- How to complete this task
This exercise asks for the entries below to be printed exactly.
[[ Given records, beginning ]]
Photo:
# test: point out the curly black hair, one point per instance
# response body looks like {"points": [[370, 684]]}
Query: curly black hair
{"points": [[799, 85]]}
[[ Given records, end ]]
- Exercise output
Photo:
# test: point out the curly black hair, one point per instance
# response body looks like {"points": [[370, 684]]}
Query: curly black hair
{"points": [[799, 85]]}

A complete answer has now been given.